TASK GOAL:
Please copy the listing below line for line, keeping every character unchanged.

Stored data entries
>> BEGIN

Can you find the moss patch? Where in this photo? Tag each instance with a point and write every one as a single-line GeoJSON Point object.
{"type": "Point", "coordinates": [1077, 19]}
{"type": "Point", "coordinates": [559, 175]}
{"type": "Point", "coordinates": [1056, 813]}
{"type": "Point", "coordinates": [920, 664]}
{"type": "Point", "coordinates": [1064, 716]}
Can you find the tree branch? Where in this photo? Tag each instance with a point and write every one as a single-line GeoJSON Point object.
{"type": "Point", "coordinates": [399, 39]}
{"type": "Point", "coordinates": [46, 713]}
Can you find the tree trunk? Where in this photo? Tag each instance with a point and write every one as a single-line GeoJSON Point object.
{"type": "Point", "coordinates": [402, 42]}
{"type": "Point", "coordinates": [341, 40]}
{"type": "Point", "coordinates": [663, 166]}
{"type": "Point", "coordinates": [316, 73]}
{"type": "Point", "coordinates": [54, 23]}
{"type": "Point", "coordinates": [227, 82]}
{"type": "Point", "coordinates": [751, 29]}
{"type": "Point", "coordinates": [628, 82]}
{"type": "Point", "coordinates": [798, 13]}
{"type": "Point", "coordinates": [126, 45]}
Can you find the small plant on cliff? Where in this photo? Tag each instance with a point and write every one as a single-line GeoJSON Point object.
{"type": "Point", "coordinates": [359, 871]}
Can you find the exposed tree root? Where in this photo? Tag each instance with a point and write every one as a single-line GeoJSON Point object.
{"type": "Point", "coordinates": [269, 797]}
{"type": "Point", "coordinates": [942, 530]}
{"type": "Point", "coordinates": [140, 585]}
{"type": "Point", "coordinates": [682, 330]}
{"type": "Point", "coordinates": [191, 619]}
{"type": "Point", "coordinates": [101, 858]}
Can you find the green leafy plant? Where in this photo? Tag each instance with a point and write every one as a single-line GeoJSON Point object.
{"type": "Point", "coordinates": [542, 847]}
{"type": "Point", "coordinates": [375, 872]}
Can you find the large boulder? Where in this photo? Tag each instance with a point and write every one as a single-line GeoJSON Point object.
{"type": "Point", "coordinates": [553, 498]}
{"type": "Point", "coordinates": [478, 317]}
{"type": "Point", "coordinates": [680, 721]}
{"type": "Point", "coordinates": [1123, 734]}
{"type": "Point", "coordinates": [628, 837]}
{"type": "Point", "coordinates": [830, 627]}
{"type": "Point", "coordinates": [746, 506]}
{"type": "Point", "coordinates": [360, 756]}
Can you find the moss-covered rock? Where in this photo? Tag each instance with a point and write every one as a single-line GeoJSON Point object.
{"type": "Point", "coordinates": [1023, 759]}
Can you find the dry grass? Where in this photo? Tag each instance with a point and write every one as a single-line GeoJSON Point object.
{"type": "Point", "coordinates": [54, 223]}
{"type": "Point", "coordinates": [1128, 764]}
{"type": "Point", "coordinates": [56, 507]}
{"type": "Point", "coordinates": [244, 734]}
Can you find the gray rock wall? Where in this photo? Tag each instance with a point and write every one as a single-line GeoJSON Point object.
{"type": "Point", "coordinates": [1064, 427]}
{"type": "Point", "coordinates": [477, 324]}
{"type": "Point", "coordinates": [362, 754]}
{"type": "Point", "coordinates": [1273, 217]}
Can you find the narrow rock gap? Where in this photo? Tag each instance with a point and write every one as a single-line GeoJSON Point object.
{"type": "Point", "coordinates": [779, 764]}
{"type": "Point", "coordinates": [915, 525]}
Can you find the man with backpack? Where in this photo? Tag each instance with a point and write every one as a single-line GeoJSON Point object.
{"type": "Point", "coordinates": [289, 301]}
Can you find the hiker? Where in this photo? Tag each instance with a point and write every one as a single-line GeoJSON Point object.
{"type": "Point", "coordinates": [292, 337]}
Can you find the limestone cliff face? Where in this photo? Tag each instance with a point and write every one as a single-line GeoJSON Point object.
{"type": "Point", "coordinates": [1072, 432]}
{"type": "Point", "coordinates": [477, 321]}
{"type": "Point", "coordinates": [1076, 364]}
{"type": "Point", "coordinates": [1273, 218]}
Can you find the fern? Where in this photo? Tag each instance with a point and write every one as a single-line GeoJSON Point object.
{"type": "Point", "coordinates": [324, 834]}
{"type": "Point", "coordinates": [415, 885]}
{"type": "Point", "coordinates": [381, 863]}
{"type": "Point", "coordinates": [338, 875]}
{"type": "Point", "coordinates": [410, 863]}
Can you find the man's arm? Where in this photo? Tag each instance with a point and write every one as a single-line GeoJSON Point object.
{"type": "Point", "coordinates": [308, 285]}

>> END

COMPLETED EXERCISE:
Can you find the moss patch? Where in this photo? Tag each instance with a point and write every one as a single-line GeoJSON Point object.
{"type": "Point", "coordinates": [1077, 19]}
{"type": "Point", "coordinates": [559, 175]}
{"type": "Point", "coordinates": [1056, 813]}
{"type": "Point", "coordinates": [920, 664]}
{"type": "Point", "coordinates": [1064, 716]}
Can you find the tree branch? Where in this photo? Tag each instance with a point and write every one as a single-line GeoJSON Point object.
{"type": "Point", "coordinates": [399, 39]}
{"type": "Point", "coordinates": [46, 713]}
Can you find the tree trunk? Where in this photo? Tag each instance with a point and write every one as a single-line GeoJSON Point object.
{"type": "Point", "coordinates": [402, 42]}
{"type": "Point", "coordinates": [341, 40]}
{"type": "Point", "coordinates": [663, 166]}
{"type": "Point", "coordinates": [316, 73]}
{"type": "Point", "coordinates": [54, 23]}
{"type": "Point", "coordinates": [227, 82]}
{"type": "Point", "coordinates": [751, 29]}
{"type": "Point", "coordinates": [628, 82]}
{"type": "Point", "coordinates": [798, 13]}
{"type": "Point", "coordinates": [126, 45]}
Can you find the small plant on cliff? Where in this photo? Tag each instance with a point and write every one as a single-line GeoJSON Point object.
{"type": "Point", "coordinates": [359, 871]}
Can you find the exposed tree root? Where in this photo? Tag each instance with a point and write every one as a single-line GeoJSON Point object.
{"type": "Point", "coordinates": [269, 797]}
{"type": "Point", "coordinates": [942, 530]}
{"type": "Point", "coordinates": [140, 585]}
{"type": "Point", "coordinates": [682, 330]}
{"type": "Point", "coordinates": [191, 619]}
{"type": "Point", "coordinates": [101, 858]}
Can you find the green leafy plant? Where in this photo? Tag each instance with a point and write every one as a single-line GeoJSON Point object.
{"type": "Point", "coordinates": [542, 847]}
{"type": "Point", "coordinates": [375, 872]}
Can you find the large boulder? Where in this photo? Tag each instance with a point and write every one as a single-line GeoJSON Point object.
{"type": "Point", "coordinates": [553, 498]}
{"type": "Point", "coordinates": [478, 317]}
{"type": "Point", "coordinates": [680, 721]}
{"type": "Point", "coordinates": [1123, 734]}
{"type": "Point", "coordinates": [628, 837]}
{"type": "Point", "coordinates": [830, 627]}
{"type": "Point", "coordinates": [746, 506]}
{"type": "Point", "coordinates": [360, 756]}
Can you find the moss-covered rock? Where in this photo? Tag each instance with a point and write every one as a single-line GeoJSON Point object.
{"type": "Point", "coordinates": [1023, 759]}
Can you find the dry grass? Where in this photo? Tag each instance with a point and write every one as a single-line GeoJSON Point object.
{"type": "Point", "coordinates": [54, 223]}
{"type": "Point", "coordinates": [1128, 764]}
{"type": "Point", "coordinates": [56, 507]}
{"type": "Point", "coordinates": [244, 734]}
Can you find the gray rock wall? Where in this photo? Tag each instance with a point and write every one as a single-line GeoJSON Point object.
{"type": "Point", "coordinates": [1064, 427]}
{"type": "Point", "coordinates": [477, 324]}
{"type": "Point", "coordinates": [362, 754]}
{"type": "Point", "coordinates": [1273, 217]}
Can you find the narrow rock gap? Where in this photo? Tag each instance with a point and write every one as a single-line GeoJSON Point object.
{"type": "Point", "coordinates": [779, 764]}
{"type": "Point", "coordinates": [915, 525]}
Can you find the man with backpack? Where in this photo? Tag each instance with a point and write every one as a single-line GeoJSON Point object.
{"type": "Point", "coordinates": [289, 301]}
Can you find the hiker? Where in this photo? Tag each instance with a point and write every one as a single-line GeoJSON Point object.
{"type": "Point", "coordinates": [292, 337]}
Can you find the limestone cliff face? Where in this photo? Tag each instance with a point and write every one as a single-line GeoJSON Point object.
{"type": "Point", "coordinates": [1072, 432]}
{"type": "Point", "coordinates": [477, 321]}
{"type": "Point", "coordinates": [1076, 364]}
{"type": "Point", "coordinates": [1273, 218]}
Can you find the fern? Where in this photo? Tag each instance with a point and write every one as a single-line GeoJSON Point object.
{"type": "Point", "coordinates": [324, 834]}
{"type": "Point", "coordinates": [415, 885]}
{"type": "Point", "coordinates": [381, 863]}
{"type": "Point", "coordinates": [338, 875]}
{"type": "Point", "coordinates": [410, 863]}
Can you find the man's arm? Where in this photo? Tag each instance with a point and write every one as a single-line GeoJSON Point object.
{"type": "Point", "coordinates": [308, 285]}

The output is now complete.